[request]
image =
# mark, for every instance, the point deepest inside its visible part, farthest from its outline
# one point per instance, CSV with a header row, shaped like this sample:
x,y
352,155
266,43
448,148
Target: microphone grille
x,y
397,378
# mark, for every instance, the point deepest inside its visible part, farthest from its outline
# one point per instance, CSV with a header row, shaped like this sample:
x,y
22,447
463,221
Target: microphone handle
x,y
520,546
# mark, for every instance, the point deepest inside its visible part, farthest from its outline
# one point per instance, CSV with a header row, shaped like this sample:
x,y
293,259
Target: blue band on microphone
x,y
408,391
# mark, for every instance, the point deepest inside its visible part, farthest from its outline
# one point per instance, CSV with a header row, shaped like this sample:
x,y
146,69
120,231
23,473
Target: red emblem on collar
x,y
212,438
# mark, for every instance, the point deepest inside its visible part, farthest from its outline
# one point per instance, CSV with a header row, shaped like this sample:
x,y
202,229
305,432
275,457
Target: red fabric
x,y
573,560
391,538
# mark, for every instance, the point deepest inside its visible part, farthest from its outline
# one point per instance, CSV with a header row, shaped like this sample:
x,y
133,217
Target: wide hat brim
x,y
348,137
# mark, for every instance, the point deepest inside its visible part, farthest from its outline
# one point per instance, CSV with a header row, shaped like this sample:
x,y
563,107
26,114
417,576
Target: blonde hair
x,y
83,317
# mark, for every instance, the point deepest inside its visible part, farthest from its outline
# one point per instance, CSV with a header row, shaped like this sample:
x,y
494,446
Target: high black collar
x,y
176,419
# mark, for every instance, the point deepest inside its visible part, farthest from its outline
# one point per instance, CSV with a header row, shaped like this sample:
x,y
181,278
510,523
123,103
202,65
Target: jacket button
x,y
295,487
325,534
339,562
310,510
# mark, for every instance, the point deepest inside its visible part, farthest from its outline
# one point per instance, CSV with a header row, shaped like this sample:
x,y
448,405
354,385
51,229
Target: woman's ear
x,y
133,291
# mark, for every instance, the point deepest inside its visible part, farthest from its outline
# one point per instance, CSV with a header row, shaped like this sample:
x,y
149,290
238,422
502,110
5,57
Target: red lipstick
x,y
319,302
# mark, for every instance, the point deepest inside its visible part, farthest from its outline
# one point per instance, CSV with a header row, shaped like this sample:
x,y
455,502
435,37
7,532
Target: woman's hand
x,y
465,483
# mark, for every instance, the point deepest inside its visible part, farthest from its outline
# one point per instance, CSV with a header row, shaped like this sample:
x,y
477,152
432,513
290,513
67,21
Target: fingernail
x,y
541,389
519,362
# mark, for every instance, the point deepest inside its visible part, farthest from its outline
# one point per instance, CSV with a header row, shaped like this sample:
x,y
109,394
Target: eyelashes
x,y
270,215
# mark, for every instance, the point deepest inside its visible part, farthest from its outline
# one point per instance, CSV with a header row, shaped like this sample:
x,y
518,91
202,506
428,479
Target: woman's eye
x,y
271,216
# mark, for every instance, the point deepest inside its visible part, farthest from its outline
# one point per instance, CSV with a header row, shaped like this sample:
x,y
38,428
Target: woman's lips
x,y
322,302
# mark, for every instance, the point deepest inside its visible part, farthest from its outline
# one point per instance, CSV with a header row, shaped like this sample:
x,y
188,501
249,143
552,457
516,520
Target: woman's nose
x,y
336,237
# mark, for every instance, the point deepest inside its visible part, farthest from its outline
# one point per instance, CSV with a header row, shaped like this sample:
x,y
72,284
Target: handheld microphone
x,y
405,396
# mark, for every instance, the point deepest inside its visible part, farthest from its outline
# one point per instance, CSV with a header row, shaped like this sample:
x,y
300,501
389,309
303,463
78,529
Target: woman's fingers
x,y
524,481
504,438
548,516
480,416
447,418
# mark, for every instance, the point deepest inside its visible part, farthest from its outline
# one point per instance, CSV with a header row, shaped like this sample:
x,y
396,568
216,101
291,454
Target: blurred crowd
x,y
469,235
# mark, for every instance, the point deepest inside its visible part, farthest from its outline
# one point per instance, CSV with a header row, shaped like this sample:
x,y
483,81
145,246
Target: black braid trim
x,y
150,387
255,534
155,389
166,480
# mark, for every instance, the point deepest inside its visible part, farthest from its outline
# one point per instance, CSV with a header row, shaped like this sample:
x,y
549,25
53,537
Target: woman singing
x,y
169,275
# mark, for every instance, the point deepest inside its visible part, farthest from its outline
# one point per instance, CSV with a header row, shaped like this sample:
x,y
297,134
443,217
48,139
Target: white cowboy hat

- **Exercise**
An unaltered transcription of all the data above is needed.

- **Reply to the task**
[request]
image =
# mark, for every instance, the point deepest inside its visible part, farthest from its outline
# one point per instance, CSV with a header row, shaped like this sample:
x,y
352,155
266,43
448,148
Target: microphone grille
x,y
397,378
# mark, for every instance, the point deepest inside its visible part, farthest from its outline
# one point per instance, CSV with a header row, shaped like this sample:
x,y
22,447
463,221
Target: microphone handle
x,y
520,546
# mark, for every instance, the point deepest inside its visible part, farthest from its outline
# one point per instance, CSV with a header row, shaped like this sample:
x,y
293,259
Target: blue band on microphone
x,y
408,391
# mark, for every instance, the point deepest inside its visible part, farthest from its outline
# one point per instance, CSV with a header row, shaped like this sample:
x,y
146,69
120,231
23,473
Target: red emblem on collar
x,y
212,438
# mark, for every instance, the point deepest inside its visible part, farthest from its outline
# one point per instance, CSV with a header row, shaped like this sample:
x,y
202,229
305,432
275,457
Target: red fabric
x,y
573,560
391,538
# mark, for every instance, the point deepest inside its visible part, farthest from its outline
# one point per instance, CSV with a header row, shaped like this sample:
x,y
133,217
Target: wide hat brim
x,y
348,137
# mark, for every instance, the point deepest inside its visible part, farthest from its outline
# one point per instance, CSV with a header row, shaped like this sample:
x,y
563,107
26,114
417,576
Target: blonde hair
x,y
83,317
# mark, for every instance, the point deepest inside its visible part, farthest from its outline
# one point per instance, CSV with a header row, shaped like this sample:
x,y
494,446
Target: high black collar
x,y
176,419
# mark, for every instance, the point deepest inside its visible part, farthest from its outline
# one point per instance, CSV with a header row, shaped like this sample:
x,y
181,278
510,523
123,103
202,65
Target: jacket button
x,y
295,487
325,534
339,562
310,510
# mark, for every instance, the point deepest inside its visible part, farthest from its outline
# one point per instance, CSV with a header row, shaped like this sample:
x,y
448,405
354,385
51,229
Target: woman's ear
x,y
133,291
# mark, for every instance, the point deepest inside its visible part, farthest from its outline
# one point per instance, CSV with a header row, shaped like this sample:
x,y
149,290
238,422
502,110
5,57
Target: red lipstick
x,y
319,302
# mark, for every instance, the point deepest inside its visible part, farthest from its outline
# one point per instance, CSV with a header row, shaped like this sample:
x,y
455,502
435,37
7,532
Target: woman's hand
x,y
465,483
# mark, for every instance, the point deepest inside its visible part, farthest from its outline
# one point per instance, CSV with a header row, shaped like this sample:
x,y
477,152
432,513
290,513
67,21
Target: fingernail
x,y
541,389
519,362
# mark, for every instance, the point deepest inside its visible part, farthest from its outline
# one point per instance, CSV with a header row, shaped like this sample:
x,y
109,394
Target: eyelashes
x,y
270,215
# mark, for every instance, the point deepest inside its visible part, farthest from its outline
# one point per instance, CSV with a header row, shaped like this sample:
x,y
518,91
202,506
428,479
Target: woman's eye
x,y
271,216
# mark, for every instance, the point deepest inside its visible part, farthest from its outline
# one point per instance, CSV with a header row, shaped like this sample:
x,y
38,428
Target: woman's lips
x,y
322,302
# mark, for every instance, the point deepest inside its visible part, farthest from its outline
# one point per instance, CSV with a header row, shaped like this sample:
x,y
188,501
249,143
552,457
516,520
Target: woman's nose
x,y
336,237
# mark, for every instance, the point deepest inside its visible part, farthest from its outline
# one point per instance, CSV with a header row, shaped like this sample:
x,y
72,284
Target: handheld microphone
x,y
405,396
# mark, for every instance, the point deepest inside its visible part, farthest from its outline
# one point per instance, CSV with a header row, shaped like this sample:
x,y
300,501
389,309
303,463
78,529
Target: woman's fingers
x,y
524,481
504,438
548,516
480,416
447,418
# mark, for every instance, the point deepest inside its visible part, farthest from its outline
# one point per instance, CSV with a header row, shaped like this sample:
x,y
396,568
216,101
291,454
Target: blurred crowd
x,y
469,235
# mark, for every instance, the point deepest inside its visible part, farthest from its outline
# one point per instance, CSV with a header row, shaped like this sample:
x,y
483,81
145,246
Target: black braid trim
x,y
150,387
255,534
155,389
166,480
# mark, for every instance, the point deepest inside its visible part, farthest from its outline
# one point per instance, CSV with a header row, shaped like this sample:
x,y
549,25
53,537
Target: woman singing
x,y
169,275
# mark, for every instance, the point deepest inside its visible part, farthest from its outline
# one point per instance, CSV with a header row, shaped like this sample:
x,y
297,134
443,217
48,139
Target: white cowboy hat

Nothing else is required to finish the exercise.